*Collected data*
----------

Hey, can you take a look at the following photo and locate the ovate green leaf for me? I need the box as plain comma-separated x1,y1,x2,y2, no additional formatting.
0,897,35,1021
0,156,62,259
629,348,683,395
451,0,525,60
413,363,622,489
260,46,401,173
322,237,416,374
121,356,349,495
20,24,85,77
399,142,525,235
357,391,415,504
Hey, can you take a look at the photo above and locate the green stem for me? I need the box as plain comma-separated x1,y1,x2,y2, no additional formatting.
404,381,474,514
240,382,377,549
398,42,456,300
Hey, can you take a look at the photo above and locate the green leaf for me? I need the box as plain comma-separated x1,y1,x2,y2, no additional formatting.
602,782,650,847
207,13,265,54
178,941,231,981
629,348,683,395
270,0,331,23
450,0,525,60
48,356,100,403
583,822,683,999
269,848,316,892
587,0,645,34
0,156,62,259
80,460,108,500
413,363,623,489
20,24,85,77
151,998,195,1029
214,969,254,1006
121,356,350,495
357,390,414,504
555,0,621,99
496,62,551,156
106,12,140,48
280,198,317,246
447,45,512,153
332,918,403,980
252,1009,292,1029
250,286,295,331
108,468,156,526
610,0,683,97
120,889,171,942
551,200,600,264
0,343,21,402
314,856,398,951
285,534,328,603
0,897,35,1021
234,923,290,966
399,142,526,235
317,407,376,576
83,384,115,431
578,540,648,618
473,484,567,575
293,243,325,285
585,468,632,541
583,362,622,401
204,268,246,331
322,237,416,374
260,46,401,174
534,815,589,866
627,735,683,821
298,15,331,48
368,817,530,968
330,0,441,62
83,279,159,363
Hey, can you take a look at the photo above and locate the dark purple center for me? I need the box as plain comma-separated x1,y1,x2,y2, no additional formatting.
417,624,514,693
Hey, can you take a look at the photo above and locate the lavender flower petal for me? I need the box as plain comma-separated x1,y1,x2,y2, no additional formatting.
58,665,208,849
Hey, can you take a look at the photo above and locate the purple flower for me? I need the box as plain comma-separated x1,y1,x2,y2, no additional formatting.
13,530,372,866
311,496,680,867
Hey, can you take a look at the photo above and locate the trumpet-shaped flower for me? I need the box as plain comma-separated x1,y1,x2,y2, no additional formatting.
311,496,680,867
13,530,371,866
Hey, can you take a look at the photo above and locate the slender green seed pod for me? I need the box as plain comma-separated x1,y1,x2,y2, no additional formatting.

----------

All the records above need to be restated exactly, line by line.

Hey, can you take a look at the following photo and locate the ovate green leaf for me? I need the box as plain comma-separated x1,y1,x2,y2, no additional formatting.
0,897,35,1021
0,156,62,259
629,348,683,395
451,0,525,60
413,363,622,489
260,46,401,173
322,237,416,374
121,356,349,495
20,24,85,77
399,142,525,235
357,391,415,504
Hey, can you take a look at the photo above and locate the green stem for me? I need the box as plain comma-separated x1,y1,x2,y2, no additional formatting.
404,381,474,514
240,382,377,549
398,42,456,300
Hey, can you take a look at the photo above and locate the green leaf for me? I need the box as plain comma-separated x1,y1,x2,y2, no additional formatting.
602,782,650,847
207,13,265,54
178,941,231,981
629,348,683,395
270,0,331,23
450,0,525,60
48,356,100,403
583,822,683,999
269,848,316,892
587,0,645,34
0,156,62,259
80,460,108,500
413,363,623,489
20,24,85,77
151,998,195,1029
214,969,254,1006
121,356,350,495
357,390,414,504
555,0,621,99
496,62,551,156
106,12,140,48
280,198,317,246
447,45,512,153
332,918,403,980
252,1009,292,1029
250,286,295,331
108,468,156,526
610,0,683,97
120,889,171,942
551,200,600,264
0,343,21,402
314,856,398,951
285,534,328,603
0,897,35,1021
234,923,290,966
399,142,526,235
317,407,376,576
83,384,115,431
578,540,648,618
473,484,567,575
293,243,325,285
585,468,632,541
583,362,622,401
204,268,246,331
322,237,416,374
260,46,401,174
534,815,589,866
627,735,683,821
298,15,331,48
368,817,530,968
330,0,441,62
83,279,159,363
Hey, can you take a look at the photo above and locate the dark purple center for me? I need the box as plain comma-separated x1,y1,x2,y2, no additional formatting.
417,624,514,693
Hey, can you take a look at the photo above and locate the lavender flower petal for me? I need the box as plain comma-separated x1,y1,x2,y2, no additional formatting.
58,665,208,849
Hey, can you take a look at the photo above and locate the purple flower for me? I need the box as plain comma-separated x1,y1,x2,y2, no additional formatting.
13,530,372,866
311,496,680,867
Hey, can you take a look at the photo above and locate the trumpet-shaped flower for me? I need the box as plain comma-separated x1,y1,x2,y2, no additional formatting.
311,496,680,867
13,530,371,866
Hey, can you take a look at the photo above and locate the slender green seed pod for me? I need the box as plain comma-separated x1,y1,x2,y2, no additional formatting.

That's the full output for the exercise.